## Task brief:
Please return every line of the records below that holds the word "sticky".

## Supplied information:
┌────────

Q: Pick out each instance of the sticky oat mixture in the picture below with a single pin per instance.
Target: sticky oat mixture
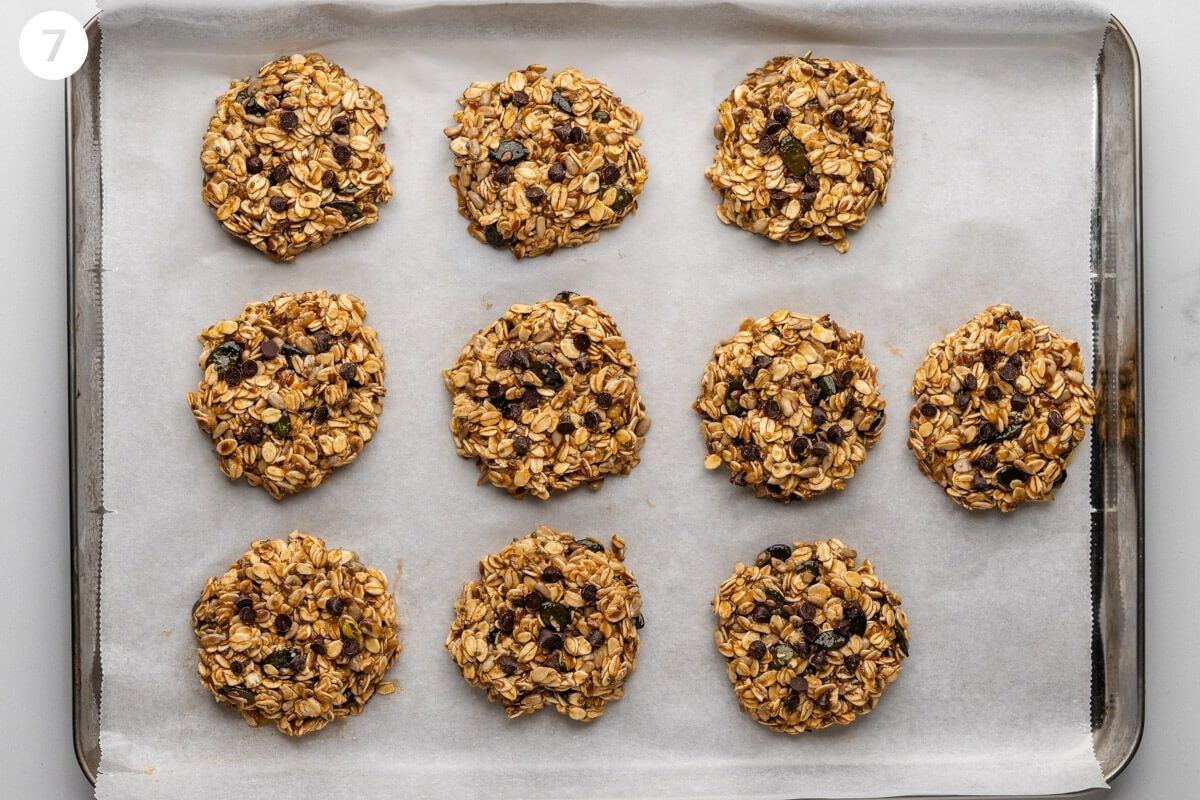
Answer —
(810, 638)
(544, 161)
(1001, 404)
(289, 390)
(552, 620)
(804, 149)
(295, 635)
(546, 398)
(293, 157)
(790, 405)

└────────

## Response:
Q: Pick out each instance of the sticky oat mixture in the picture below with a single pin per instance.
Target: sticky oat mixture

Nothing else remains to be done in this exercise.